With both ends included, repeat exactly the lines of the entries below from the one containing "Query: wheel arch" down to the one containing "Where can the indicator", and no others.
* * * * * * * * *
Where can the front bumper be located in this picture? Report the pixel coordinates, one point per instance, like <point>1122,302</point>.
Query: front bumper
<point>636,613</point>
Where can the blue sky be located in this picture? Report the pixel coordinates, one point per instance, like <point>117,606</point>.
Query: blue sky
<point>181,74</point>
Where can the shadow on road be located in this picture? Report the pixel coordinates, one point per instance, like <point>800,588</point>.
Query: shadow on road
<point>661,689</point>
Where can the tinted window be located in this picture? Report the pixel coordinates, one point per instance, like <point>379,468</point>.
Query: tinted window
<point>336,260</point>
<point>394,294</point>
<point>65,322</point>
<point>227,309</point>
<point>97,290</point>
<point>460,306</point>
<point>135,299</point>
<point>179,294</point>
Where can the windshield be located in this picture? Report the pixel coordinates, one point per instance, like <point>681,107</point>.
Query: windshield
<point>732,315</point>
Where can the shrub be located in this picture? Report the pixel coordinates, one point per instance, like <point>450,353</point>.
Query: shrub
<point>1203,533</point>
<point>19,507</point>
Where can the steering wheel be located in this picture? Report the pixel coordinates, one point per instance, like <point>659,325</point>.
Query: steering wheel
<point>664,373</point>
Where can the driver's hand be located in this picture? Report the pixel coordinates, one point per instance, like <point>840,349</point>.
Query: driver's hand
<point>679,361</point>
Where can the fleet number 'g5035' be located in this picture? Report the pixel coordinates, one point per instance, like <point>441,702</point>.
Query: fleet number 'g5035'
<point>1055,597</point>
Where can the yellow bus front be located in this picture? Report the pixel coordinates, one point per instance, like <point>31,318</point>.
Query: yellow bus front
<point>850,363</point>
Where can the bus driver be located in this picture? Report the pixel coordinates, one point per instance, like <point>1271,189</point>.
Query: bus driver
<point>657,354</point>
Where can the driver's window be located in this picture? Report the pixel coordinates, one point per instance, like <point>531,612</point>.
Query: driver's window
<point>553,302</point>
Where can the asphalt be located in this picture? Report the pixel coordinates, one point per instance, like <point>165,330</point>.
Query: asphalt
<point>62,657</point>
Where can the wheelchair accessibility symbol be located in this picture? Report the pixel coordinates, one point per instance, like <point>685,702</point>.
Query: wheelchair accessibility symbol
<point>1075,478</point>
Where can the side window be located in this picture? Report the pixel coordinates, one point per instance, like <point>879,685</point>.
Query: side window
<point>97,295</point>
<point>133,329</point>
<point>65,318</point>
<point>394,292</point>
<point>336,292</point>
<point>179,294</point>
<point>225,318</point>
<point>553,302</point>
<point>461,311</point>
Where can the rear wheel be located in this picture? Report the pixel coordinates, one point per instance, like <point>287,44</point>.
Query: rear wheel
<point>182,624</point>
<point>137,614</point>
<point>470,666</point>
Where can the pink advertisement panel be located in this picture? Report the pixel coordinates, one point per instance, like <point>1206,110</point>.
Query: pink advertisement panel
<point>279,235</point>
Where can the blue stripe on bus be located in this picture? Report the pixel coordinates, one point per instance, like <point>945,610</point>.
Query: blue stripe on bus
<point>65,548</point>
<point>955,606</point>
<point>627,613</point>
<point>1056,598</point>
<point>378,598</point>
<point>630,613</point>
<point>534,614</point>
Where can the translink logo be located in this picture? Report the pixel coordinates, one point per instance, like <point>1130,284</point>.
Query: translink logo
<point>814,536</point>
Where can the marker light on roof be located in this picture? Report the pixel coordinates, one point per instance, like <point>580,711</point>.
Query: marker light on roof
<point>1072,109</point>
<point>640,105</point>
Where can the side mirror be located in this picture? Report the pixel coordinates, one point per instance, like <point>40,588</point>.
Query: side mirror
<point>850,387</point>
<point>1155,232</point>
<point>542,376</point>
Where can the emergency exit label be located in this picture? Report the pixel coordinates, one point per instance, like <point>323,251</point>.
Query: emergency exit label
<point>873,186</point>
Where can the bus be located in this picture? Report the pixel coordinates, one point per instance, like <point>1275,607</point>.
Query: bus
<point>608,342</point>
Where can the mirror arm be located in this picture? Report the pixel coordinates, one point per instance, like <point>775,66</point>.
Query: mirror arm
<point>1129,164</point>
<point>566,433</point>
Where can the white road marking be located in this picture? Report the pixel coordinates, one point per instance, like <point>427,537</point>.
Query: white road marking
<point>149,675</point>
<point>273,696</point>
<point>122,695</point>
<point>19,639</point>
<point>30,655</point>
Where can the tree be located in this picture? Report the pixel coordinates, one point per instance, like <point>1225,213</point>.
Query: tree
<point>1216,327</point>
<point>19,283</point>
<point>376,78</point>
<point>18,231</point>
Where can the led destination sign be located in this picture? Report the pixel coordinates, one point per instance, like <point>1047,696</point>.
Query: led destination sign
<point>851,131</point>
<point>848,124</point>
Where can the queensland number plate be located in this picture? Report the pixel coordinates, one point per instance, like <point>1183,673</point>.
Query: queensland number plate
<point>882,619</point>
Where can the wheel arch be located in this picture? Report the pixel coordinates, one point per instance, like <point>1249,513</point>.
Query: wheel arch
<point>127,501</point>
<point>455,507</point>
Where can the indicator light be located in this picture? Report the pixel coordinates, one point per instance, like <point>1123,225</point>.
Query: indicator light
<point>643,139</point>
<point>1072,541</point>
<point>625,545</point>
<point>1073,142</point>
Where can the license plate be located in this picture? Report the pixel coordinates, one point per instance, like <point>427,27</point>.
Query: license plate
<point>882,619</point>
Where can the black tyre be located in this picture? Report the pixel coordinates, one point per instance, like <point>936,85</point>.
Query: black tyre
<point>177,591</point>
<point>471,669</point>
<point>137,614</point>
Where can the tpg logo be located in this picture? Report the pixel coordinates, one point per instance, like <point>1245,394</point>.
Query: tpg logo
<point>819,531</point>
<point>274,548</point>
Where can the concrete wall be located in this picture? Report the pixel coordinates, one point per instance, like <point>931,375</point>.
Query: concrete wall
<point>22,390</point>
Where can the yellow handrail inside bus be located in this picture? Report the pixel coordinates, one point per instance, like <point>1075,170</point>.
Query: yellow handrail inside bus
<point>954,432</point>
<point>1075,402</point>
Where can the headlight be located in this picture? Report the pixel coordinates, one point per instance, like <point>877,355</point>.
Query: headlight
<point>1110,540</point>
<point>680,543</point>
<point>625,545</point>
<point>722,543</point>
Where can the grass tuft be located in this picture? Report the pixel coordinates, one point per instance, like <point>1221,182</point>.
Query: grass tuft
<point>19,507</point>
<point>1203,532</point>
* * * * * * * * *
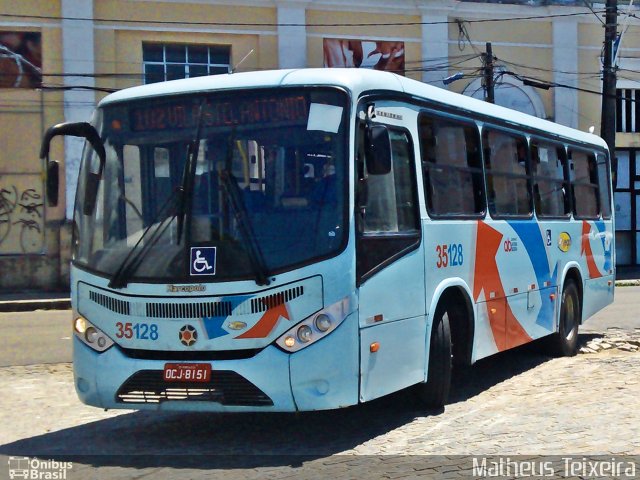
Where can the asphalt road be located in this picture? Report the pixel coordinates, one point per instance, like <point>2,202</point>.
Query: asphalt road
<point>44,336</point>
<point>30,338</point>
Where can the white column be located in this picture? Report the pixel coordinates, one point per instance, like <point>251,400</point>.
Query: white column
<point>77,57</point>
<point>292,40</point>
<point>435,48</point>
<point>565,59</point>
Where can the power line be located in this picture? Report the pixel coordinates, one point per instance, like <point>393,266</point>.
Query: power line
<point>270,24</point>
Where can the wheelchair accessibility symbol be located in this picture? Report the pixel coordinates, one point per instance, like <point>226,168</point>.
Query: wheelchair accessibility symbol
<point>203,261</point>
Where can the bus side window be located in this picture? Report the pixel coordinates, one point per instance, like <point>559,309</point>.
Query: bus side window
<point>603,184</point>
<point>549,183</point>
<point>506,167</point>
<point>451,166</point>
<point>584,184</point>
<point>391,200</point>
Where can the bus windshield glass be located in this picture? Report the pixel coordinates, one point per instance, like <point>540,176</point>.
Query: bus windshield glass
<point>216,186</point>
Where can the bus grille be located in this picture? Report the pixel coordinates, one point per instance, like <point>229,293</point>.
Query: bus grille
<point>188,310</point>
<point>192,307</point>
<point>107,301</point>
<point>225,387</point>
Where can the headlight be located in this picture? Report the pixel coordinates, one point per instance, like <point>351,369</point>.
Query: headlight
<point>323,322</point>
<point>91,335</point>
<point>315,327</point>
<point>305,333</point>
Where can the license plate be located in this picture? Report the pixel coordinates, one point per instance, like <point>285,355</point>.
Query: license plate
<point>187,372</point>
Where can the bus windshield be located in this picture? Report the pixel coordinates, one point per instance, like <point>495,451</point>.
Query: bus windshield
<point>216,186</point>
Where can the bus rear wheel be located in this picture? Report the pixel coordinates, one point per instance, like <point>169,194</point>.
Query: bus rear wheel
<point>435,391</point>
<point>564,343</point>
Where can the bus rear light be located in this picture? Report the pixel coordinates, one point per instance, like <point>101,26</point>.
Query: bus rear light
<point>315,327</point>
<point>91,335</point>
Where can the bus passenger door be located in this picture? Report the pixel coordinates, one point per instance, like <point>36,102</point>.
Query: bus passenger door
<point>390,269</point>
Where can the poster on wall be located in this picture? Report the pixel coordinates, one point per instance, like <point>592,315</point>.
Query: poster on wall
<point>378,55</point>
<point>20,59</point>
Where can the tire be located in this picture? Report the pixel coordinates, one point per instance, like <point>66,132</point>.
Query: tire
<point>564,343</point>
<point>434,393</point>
* * * * * * * * *
Response below:
Query: wheel arch
<point>127,501</point>
<point>455,507</point>
Where can the indicator light be located in this picture? Report the pixel coordinates, one point per instance, like <point>1123,225</point>.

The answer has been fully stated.